====== TEXT PROVIDED

CS6963 Distributed Systems

Lecture 02 Communication, Messaging, and RPC

Remote Procedure Call (RPC)

  • a key piece of distrib sys machinery; all the labs use RPC
  • goal: easy-to-program network communication
    • hides most details of client/server communication
    • client call is much like ordinary procedure call
    • server handlers are much like ordinary procedures
  • RPC is widely used!

  • RPC ideally makes net communication look just like fn call:


z = fn(x, y)


fn(x, y) {
  return z
  • RPC aims for this level of transparency

  • Examples from lab 1:

    • DoJob
    • Register

RPC message diagram:

  Client             Server

Software structure:

  client app         handlers
    stubs           dispatcher
   RPC lib           RPC lib
     net  ------------ net
  • A few details:

    • Which server function (handler) to call?
    • Marshalling: format data into packets
      • Tricky for arrays, pointers, objects, etc.
      • Go's RPC library is pretty powerful!
      • some things you cannot pass: e.g., channels, functions
    • Binding: how does client know who to talk to?
      • Maybe client supplies server host name
      • Maybe a name service maps service names to best server host
    • Threads:
      • Client often has many threads, so > 1 call outstanding, match up replies
      • Handlers may be slow, so server often runs each in a thread
  • RPC problem: what to do about failures?

    • (This will become the single most asked question in this class.)
    • e.g. lost packet, broken network, slow server, crashed server
    • Q: Doesn't TCP solve this?
      • What if you never get an ACK? Does that guarantee it didn't happen?
      • What should we do between 'broken' TCP connections?
  • What does a failure look like to the client RPC library?

    • Client never sees a response from the server
    • Client does not know if the server saw the request!
      • Maybe server/net failed just before sending reply
    • (diagram of lost reply)
  • Simplest scheme: "at least once" behavior

    • RPC library waits for response for a while
    • If none arrives, re-send the request
    • Do this a few times
    • Still no response -- return an error to the application
  • Q: is "at least once" easy for applications to cope with?

  • Simple problem w/ at least once:

    • client sends "deduct $10 from bank account"
  • Q: what can go wrong with this client program?

    • Put("k", 10) -- an RPC to set key's value in a DB server
    • Put("k", 20) -- client then does a 2nd Put to same key
    • [diagram, timeout, re-send, original arrives very late]
  • Q: is at-least-once ever OK?

    • yes: if it's OK to repeat operations, e.g. read-only op
    • yes: if application has its own plan for coping w/ duplicates
    • which you will need for Lab 1
  • Better RPC behavior: "at most once"

    • idea: server RPC code detects duplicate requests
    • returns previous reply instead of re-running handler
    • Q: how to detect a duplicate request?
    • client includes unique ID (XID) with each request
    • uses same XID for re-send


  if seen[xid]:
    r = old[xid]
    r = handler()
    old[xid] = r
    seen[xid] = true
  • some at-most-once complexities

    • this will come up in labs 2 and on
    • how to ensure XID is unique?

============

## PROBLEM STATEMENT
Continue the lecture notes on remote procedure call, starting after their final line. The data bear no relation to the lecture notes on remote procedure call.

====== RECORDS PROVIDED

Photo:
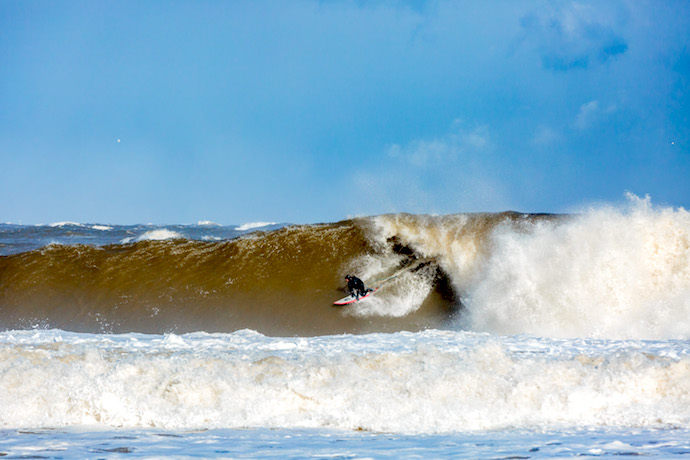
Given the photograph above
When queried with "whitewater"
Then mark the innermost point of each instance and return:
(497, 335)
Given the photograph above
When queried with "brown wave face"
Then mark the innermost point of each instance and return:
(278, 283)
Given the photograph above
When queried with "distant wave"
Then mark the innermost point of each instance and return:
(155, 235)
(66, 224)
(253, 225)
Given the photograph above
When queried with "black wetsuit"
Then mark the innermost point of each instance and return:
(356, 286)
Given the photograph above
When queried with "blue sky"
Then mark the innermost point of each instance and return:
(312, 111)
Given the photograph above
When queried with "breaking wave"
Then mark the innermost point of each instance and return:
(617, 272)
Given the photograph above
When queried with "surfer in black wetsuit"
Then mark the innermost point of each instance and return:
(356, 286)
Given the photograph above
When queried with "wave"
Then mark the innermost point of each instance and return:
(618, 272)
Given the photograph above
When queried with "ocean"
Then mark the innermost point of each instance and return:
(492, 335)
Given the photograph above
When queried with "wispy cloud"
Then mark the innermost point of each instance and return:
(574, 36)
(429, 153)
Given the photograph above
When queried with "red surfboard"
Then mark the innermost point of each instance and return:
(352, 299)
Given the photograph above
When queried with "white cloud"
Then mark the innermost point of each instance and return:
(587, 114)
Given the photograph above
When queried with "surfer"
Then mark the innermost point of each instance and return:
(356, 286)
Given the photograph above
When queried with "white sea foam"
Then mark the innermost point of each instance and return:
(66, 224)
(253, 225)
(155, 235)
(609, 272)
(428, 382)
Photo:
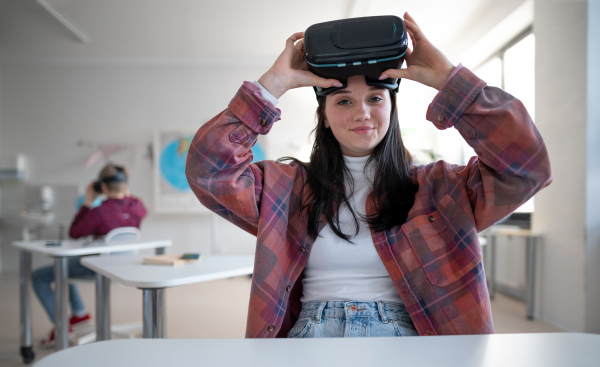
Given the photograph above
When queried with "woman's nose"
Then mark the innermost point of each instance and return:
(361, 113)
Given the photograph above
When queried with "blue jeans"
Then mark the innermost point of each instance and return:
(44, 276)
(352, 319)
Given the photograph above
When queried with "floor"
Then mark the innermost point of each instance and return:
(215, 309)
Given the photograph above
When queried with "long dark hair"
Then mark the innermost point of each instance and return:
(393, 189)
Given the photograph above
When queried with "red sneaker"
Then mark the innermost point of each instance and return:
(76, 321)
(49, 341)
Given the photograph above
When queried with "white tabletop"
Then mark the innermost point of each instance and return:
(130, 270)
(82, 247)
(501, 350)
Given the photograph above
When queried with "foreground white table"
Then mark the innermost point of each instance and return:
(153, 279)
(501, 350)
(66, 249)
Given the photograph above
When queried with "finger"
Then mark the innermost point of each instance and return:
(300, 46)
(293, 38)
(414, 28)
(410, 18)
(395, 74)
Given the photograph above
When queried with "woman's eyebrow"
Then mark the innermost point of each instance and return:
(340, 91)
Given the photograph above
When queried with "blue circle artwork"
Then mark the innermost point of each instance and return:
(172, 163)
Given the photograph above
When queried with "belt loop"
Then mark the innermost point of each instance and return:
(382, 313)
(320, 312)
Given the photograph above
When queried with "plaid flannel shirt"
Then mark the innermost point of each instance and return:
(434, 259)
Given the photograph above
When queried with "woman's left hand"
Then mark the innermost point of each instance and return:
(424, 63)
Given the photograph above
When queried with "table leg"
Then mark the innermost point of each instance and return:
(61, 283)
(102, 307)
(492, 265)
(530, 296)
(25, 306)
(153, 313)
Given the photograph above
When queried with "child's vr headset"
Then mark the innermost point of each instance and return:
(356, 46)
(119, 176)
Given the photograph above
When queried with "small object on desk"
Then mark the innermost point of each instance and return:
(171, 259)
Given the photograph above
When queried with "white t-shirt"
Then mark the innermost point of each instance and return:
(341, 271)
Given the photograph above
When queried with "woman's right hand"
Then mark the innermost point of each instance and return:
(291, 71)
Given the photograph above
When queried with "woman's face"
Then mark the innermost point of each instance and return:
(358, 116)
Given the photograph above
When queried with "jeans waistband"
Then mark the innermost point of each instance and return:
(345, 309)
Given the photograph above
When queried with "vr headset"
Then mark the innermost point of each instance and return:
(117, 177)
(356, 46)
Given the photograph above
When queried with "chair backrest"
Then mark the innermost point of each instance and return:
(123, 234)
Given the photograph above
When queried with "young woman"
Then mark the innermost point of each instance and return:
(358, 241)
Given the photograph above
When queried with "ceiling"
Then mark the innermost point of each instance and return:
(213, 32)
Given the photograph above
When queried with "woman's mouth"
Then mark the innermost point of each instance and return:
(363, 129)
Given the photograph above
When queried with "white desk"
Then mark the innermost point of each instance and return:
(153, 279)
(501, 350)
(67, 248)
(532, 242)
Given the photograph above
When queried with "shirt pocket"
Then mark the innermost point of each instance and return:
(445, 242)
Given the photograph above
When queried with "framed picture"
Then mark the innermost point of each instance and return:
(172, 193)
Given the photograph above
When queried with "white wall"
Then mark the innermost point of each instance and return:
(562, 106)
(47, 109)
(592, 285)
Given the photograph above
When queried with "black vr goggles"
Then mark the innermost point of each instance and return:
(119, 176)
(356, 46)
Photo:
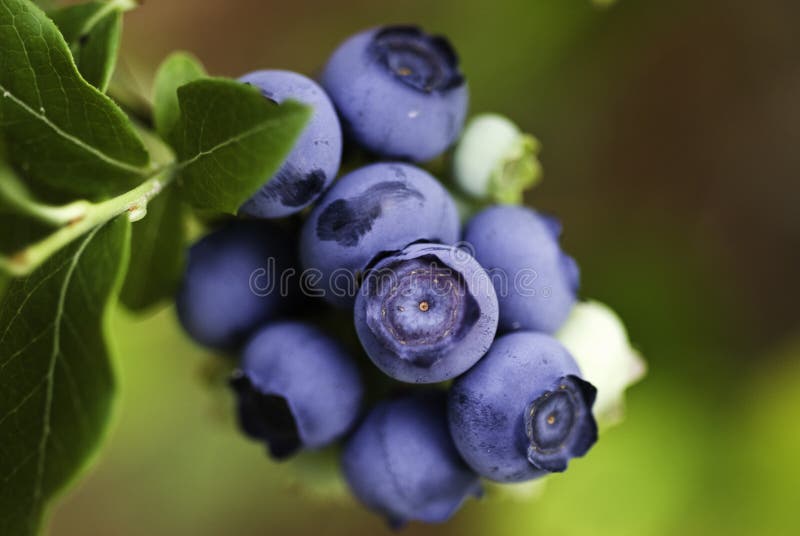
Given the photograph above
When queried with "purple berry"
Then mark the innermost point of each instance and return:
(535, 280)
(401, 462)
(230, 284)
(426, 314)
(523, 410)
(398, 91)
(297, 388)
(374, 210)
(314, 161)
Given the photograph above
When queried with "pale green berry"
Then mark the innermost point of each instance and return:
(496, 161)
(597, 339)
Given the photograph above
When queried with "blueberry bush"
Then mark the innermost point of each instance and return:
(356, 255)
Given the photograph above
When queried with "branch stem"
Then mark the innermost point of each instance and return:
(133, 202)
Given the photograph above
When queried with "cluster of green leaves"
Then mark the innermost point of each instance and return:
(75, 171)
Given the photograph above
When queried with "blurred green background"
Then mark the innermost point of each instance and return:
(671, 134)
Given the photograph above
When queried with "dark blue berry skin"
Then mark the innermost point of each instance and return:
(536, 282)
(523, 410)
(401, 462)
(230, 284)
(297, 388)
(314, 161)
(426, 314)
(376, 209)
(398, 91)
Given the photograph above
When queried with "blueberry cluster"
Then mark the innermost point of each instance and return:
(382, 252)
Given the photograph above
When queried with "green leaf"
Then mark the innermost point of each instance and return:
(60, 130)
(157, 253)
(15, 197)
(93, 32)
(177, 70)
(56, 377)
(17, 231)
(230, 140)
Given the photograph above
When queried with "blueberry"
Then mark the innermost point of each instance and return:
(401, 462)
(426, 314)
(375, 209)
(314, 161)
(536, 282)
(523, 410)
(231, 282)
(398, 91)
(297, 388)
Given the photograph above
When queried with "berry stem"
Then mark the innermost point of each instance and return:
(134, 201)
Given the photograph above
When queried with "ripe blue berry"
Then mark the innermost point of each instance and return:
(535, 280)
(398, 91)
(523, 410)
(297, 388)
(426, 314)
(314, 161)
(401, 462)
(376, 209)
(231, 285)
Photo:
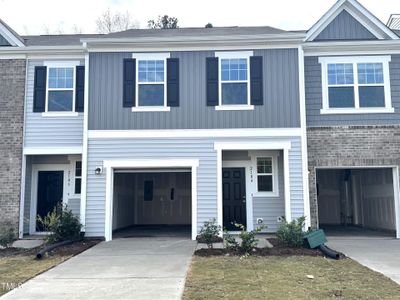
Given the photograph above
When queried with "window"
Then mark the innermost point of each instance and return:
(265, 180)
(234, 86)
(78, 178)
(60, 96)
(356, 85)
(151, 84)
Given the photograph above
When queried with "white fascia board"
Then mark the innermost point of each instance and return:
(10, 37)
(150, 163)
(197, 39)
(195, 133)
(52, 150)
(245, 145)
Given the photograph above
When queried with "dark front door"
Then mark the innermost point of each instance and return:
(234, 197)
(50, 192)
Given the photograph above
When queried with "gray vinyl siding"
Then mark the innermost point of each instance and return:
(178, 148)
(345, 27)
(49, 131)
(281, 95)
(313, 87)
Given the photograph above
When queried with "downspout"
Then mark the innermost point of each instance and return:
(85, 142)
(304, 149)
(23, 165)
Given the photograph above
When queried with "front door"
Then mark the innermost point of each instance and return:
(234, 197)
(49, 193)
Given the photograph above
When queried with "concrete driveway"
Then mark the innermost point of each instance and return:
(131, 268)
(381, 254)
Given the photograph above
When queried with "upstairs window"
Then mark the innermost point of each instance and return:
(61, 87)
(60, 92)
(356, 85)
(234, 80)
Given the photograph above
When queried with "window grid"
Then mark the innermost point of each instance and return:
(355, 84)
(246, 81)
(143, 70)
(60, 89)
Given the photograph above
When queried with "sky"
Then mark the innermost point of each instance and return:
(69, 16)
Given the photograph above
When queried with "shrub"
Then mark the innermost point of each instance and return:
(7, 236)
(248, 239)
(209, 232)
(291, 233)
(62, 224)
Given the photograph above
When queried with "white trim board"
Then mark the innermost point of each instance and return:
(357, 11)
(111, 165)
(52, 150)
(195, 133)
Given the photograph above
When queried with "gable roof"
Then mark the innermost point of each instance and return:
(10, 35)
(359, 13)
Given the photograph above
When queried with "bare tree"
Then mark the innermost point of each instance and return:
(163, 22)
(111, 22)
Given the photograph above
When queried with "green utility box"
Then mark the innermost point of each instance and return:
(315, 238)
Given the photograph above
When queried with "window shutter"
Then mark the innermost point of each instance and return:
(39, 93)
(80, 89)
(256, 80)
(173, 82)
(212, 81)
(129, 82)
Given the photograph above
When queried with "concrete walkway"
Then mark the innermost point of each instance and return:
(381, 254)
(132, 268)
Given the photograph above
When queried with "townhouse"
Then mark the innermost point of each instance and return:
(166, 129)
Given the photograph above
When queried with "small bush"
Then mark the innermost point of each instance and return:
(209, 232)
(62, 224)
(7, 236)
(248, 239)
(291, 234)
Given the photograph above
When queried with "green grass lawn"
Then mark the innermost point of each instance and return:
(285, 278)
(15, 270)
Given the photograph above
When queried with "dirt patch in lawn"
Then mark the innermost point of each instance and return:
(18, 265)
(285, 277)
(278, 250)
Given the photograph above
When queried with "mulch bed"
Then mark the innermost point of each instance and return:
(68, 250)
(277, 250)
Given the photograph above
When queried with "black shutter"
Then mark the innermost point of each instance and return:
(80, 89)
(173, 82)
(129, 82)
(256, 80)
(212, 81)
(39, 93)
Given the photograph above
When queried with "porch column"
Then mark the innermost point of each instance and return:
(286, 177)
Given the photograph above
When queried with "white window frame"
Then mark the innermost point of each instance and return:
(255, 155)
(355, 60)
(150, 56)
(233, 55)
(76, 177)
(60, 64)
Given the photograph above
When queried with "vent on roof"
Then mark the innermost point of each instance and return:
(394, 22)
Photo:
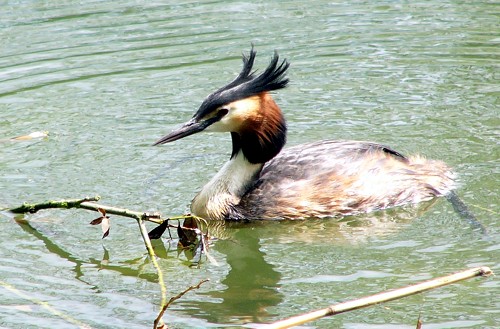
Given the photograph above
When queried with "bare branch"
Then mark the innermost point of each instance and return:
(379, 298)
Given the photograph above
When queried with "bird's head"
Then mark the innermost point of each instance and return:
(244, 108)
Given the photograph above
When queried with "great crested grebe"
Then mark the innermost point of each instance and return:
(314, 180)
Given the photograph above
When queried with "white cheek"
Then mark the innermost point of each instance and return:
(219, 126)
(227, 124)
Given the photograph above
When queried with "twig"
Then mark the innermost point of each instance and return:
(173, 299)
(379, 298)
(88, 204)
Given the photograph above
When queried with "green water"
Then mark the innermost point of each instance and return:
(106, 79)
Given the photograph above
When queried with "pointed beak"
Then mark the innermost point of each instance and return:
(189, 128)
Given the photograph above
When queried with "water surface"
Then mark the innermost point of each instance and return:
(107, 79)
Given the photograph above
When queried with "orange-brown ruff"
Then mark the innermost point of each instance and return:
(319, 179)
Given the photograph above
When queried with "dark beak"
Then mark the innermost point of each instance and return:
(189, 128)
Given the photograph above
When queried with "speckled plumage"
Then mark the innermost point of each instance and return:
(338, 178)
(319, 179)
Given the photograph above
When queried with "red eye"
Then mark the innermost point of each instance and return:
(222, 112)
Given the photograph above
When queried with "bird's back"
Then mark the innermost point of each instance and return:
(337, 178)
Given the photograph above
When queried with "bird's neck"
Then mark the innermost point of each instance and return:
(217, 198)
(264, 135)
(259, 140)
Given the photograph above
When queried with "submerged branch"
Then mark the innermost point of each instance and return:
(379, 298)
(89, 204)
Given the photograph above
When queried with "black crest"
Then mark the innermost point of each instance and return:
(247, 83)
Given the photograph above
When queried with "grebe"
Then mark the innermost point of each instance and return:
(314, 180)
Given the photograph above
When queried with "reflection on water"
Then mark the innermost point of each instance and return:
(251, 285)
(106, 79)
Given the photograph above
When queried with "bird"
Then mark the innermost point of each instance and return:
(328, 178)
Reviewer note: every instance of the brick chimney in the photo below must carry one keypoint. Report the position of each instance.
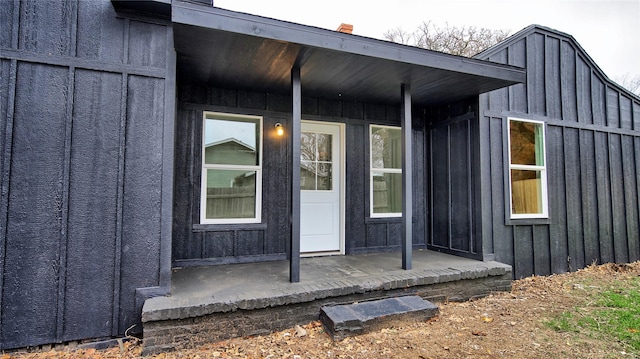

============

## EXERCISE RESULT
    • big random number?
    • combine unique client ID (ip address?) with sequence #?
    • server must eventually discard info about old RPCs
    • when is discard safe?
    • idea:
      • unique client IDs
      • per-client RPC sequence numbers
      • client includes "seen all replies <= X" with every RPC
      • much like TCP sequence #s and acks
    • or only allow client one outstanding RPC at a time
      • arrival of seq+1 allows server to discard all <= seq
    • or client agrees to keep retrying for < 5 minutes
      • server discards after 5+ minutes
    • how to handle dup req while original is still executing?
    • server doesn't know reply yet; don't want to run twice
    • idea: "pending" flag per executing RPC; wait or ignore
  • What if an at-most-once server crashes and re-starts?

    • if at-most-once duplicate info in memory, server will forget
    • and accept duplicate requests after re-start
    • maybe it should write the duplicate info to disk?
    • maybe replica server should also replicate duplicate info?
  • What about "exactly once"?

    • at-most-once plus unbounded retries plus fault-tolerant service
    • Lab 3
  • Go RPC is "at-most-once"

    • open TCP connection
    • write request to TCP connection
    • TCP may retransmit, but server's TCP will filter out duplicates
    • no retry in Go code (i.e. will NOT create 2nd TCP connection)
    • Go RPC code returns an error if it doesn't get a reply
    • perhaps after a timeout (from TCP)
    • perhaps server didn't see request
    • perhaps server processed request but server/net failed before reply came back
  • Go RPC's at-most-once isn't enough for Lab 1

    • it only applies to a single RPC call
    • if worker doesn't respond, the master re-send to it to another worker
    • but original worker may have not failed, and is working on it too
    • Go RPC can't detect this kind of duplicate
    • No problem in lab 1, which handles at application level
    • Lab 2 will explicitly detect duplicates
  • Threads

    • threads are a fundamental server structuring tool
    • you'll use them a lot in the labs
    • they can be tricky
    • useful with RPC
    • Go calls them goroutines; everyone else calls them threads
  • Thread = "thread of control"

    • threads allow one program to (logically) do many things at once
    • the threads share memory
    • each thread includes some per-thread state:
      • program counter, registers, stack
  • Threading challenges:

    • sharing data
      • two threads modify the same variable at same time?
      • one thread reads data that another thread is changing?
      • these problems are often called races
      • need to protect invariants on shared data
      • use Go sync.Mutex
    • coordination between threads
    • e.g. wait for all Map threads to finish
    • use Go channels
    • deadlock
      • thread 1 is waiting for thread 2
      • thread 2 is waiting for thread 1
      • easy detectable (unlike races)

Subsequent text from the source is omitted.